▶ _Aim of the task_
Put the listing below into a JSON list of strings, one string per line and no entries for blank lines, covering the part from the start of the listing through the line containing "box: [490, 131, 506, 223]". Leave out the pictures.

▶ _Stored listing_
----------------

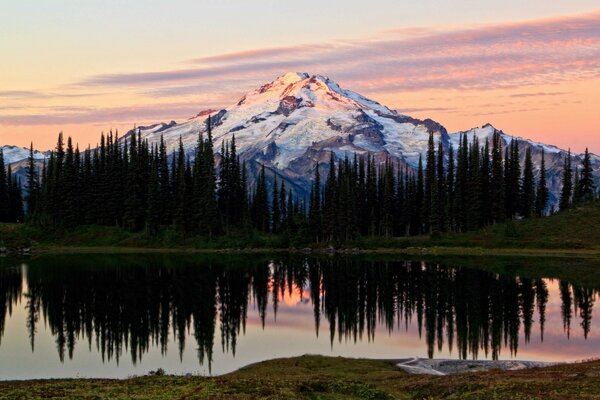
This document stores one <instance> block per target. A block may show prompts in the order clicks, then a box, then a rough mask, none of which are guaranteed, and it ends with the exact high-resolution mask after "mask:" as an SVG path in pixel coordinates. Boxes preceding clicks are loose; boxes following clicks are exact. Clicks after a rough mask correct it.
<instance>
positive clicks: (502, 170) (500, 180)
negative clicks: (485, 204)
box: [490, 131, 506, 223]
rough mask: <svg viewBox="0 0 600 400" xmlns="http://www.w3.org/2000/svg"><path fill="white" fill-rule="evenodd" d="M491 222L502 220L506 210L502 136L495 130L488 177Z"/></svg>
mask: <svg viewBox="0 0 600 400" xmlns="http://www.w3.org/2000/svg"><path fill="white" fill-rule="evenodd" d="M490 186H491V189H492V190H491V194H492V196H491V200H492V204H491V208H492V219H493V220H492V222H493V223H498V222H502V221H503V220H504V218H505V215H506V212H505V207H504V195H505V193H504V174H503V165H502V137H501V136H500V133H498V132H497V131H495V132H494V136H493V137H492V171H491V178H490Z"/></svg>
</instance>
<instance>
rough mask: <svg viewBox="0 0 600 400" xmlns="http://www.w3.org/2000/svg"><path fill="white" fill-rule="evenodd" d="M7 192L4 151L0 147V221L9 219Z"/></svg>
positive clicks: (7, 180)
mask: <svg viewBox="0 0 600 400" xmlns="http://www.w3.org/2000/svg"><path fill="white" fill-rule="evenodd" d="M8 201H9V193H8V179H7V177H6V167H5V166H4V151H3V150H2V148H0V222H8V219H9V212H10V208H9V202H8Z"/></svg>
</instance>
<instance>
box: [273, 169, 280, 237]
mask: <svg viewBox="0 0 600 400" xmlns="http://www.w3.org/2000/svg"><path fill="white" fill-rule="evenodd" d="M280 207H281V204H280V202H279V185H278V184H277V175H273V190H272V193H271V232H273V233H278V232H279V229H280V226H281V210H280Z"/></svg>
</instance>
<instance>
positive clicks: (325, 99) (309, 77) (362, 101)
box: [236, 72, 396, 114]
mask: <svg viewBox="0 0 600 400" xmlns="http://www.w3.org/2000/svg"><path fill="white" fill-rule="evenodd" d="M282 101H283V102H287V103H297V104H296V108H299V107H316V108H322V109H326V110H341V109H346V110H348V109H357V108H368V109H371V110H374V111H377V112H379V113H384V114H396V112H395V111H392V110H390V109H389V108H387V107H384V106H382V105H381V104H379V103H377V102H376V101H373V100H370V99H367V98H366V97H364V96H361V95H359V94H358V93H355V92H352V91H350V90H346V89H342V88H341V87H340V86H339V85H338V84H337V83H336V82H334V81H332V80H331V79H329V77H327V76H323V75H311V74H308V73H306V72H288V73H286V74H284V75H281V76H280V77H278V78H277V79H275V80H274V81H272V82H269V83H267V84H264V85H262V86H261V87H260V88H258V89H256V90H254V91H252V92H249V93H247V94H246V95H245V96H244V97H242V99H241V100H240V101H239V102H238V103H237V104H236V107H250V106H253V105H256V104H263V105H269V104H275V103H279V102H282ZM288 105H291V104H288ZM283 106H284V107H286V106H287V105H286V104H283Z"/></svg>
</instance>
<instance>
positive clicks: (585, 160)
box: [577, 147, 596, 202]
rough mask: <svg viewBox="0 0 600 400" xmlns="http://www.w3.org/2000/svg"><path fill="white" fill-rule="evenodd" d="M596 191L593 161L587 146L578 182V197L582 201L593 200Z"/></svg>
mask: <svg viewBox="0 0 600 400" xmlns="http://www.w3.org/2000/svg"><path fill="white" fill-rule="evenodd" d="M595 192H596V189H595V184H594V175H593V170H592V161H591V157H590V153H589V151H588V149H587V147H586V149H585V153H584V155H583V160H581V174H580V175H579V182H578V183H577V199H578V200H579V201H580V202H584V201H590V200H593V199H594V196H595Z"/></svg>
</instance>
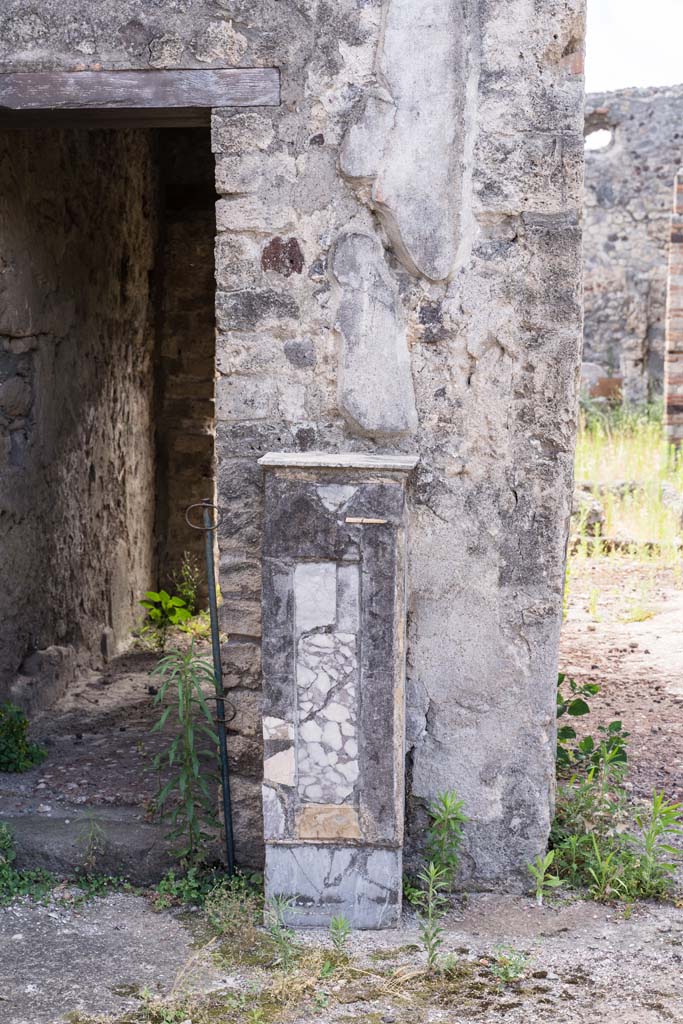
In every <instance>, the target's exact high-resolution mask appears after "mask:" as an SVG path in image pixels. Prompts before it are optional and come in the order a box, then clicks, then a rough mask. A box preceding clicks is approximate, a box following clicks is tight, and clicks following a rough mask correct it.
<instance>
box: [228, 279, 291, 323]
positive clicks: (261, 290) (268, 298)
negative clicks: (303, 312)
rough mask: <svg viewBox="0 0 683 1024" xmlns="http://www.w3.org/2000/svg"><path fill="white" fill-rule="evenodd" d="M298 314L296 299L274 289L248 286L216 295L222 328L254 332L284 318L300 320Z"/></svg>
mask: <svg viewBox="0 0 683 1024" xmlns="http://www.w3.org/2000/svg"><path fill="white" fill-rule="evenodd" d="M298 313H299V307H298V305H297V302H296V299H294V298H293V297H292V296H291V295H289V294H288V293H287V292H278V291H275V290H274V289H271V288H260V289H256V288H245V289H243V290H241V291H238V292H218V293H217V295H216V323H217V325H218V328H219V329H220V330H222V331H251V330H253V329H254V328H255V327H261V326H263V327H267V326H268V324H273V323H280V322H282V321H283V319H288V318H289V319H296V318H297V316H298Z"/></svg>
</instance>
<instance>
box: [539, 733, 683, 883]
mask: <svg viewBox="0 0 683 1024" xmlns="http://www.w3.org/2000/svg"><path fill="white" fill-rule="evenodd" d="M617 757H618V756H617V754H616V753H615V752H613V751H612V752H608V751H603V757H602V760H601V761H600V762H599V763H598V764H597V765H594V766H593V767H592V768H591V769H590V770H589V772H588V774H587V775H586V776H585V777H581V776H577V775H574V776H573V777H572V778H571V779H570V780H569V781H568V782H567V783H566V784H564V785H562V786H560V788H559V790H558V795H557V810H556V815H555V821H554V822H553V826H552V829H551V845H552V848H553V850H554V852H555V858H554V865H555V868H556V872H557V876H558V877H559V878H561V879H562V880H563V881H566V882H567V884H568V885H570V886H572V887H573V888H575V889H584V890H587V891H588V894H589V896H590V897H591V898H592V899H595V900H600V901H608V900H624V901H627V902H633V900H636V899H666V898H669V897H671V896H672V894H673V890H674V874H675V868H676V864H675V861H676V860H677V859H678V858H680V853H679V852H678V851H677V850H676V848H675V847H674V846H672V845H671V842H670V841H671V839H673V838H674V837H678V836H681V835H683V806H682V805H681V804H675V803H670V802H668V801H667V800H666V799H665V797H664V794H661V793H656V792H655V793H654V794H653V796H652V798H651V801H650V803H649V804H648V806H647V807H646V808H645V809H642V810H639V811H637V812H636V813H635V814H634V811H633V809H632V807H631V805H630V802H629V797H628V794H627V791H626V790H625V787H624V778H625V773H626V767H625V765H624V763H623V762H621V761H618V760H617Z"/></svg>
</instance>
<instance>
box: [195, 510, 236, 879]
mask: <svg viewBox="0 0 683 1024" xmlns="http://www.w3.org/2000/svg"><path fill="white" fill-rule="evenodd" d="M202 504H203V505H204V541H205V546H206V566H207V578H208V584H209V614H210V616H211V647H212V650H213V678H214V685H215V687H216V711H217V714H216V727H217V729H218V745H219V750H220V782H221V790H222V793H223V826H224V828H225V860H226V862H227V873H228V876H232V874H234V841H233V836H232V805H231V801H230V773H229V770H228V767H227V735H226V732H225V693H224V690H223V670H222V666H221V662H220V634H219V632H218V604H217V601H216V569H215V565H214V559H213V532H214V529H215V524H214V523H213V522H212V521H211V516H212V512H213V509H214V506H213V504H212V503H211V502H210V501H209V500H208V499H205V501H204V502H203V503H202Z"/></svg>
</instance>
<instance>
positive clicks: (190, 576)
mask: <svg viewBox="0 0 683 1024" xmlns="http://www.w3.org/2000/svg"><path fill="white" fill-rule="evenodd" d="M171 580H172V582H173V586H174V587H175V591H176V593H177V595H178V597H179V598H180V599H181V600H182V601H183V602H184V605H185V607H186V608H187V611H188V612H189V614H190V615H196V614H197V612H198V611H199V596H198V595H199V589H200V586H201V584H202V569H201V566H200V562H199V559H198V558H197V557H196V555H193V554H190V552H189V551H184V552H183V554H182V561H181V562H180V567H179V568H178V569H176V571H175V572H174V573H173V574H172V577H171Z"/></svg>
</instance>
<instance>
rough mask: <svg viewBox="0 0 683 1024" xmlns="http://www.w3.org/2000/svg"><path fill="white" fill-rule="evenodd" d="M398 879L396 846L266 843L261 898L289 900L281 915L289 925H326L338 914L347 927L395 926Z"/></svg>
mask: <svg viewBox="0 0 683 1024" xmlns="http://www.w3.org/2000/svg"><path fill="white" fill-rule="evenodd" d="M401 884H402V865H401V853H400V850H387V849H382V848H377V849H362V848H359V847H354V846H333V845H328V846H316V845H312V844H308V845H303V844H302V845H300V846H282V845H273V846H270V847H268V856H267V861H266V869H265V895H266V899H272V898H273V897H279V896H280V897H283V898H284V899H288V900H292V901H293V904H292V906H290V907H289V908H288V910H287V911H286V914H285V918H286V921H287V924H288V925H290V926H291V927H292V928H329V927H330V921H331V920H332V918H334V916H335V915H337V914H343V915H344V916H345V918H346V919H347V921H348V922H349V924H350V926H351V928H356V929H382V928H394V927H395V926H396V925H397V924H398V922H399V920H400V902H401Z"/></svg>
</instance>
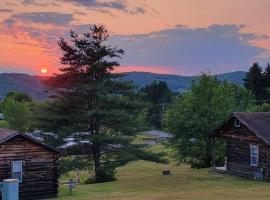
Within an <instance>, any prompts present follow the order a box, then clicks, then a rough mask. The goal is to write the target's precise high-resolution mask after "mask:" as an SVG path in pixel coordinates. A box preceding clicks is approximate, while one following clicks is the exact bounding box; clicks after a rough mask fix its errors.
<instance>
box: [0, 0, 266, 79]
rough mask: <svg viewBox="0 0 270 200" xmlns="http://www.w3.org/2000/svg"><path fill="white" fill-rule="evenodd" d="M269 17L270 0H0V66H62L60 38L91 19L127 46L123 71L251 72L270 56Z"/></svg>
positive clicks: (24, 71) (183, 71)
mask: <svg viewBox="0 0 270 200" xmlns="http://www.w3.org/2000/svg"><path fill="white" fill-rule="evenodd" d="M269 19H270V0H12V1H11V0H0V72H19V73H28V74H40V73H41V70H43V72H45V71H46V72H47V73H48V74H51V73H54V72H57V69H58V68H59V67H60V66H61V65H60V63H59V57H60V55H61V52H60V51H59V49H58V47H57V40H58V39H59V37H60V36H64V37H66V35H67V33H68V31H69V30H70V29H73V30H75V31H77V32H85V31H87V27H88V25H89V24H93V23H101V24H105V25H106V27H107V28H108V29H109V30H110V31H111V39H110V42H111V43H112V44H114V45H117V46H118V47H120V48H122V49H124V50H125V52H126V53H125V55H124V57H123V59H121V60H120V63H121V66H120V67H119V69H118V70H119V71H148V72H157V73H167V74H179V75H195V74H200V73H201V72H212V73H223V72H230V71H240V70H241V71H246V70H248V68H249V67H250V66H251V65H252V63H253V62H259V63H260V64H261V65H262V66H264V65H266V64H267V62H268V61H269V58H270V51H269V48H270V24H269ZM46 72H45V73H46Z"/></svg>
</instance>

----------------

▶ _Solution_
[
  "This document stores one <instance> block per target. A block may show prompts in the order clicks, then a box, then a rough mask, none of which are guaranteed, and it ends with the exact high-resolution mask after \"mask:\" as an SVG path in pixel coordinates. Boxes preceding clicks are loose; boxes following clicks are exact. Clicks after a rough mask correct it.",
  "<instance>",
  "positive clicks: (502, 170) (500, 180)",
  "negative clicks: (485, 204)",
  "box: [490, 131, 506, 223]"
]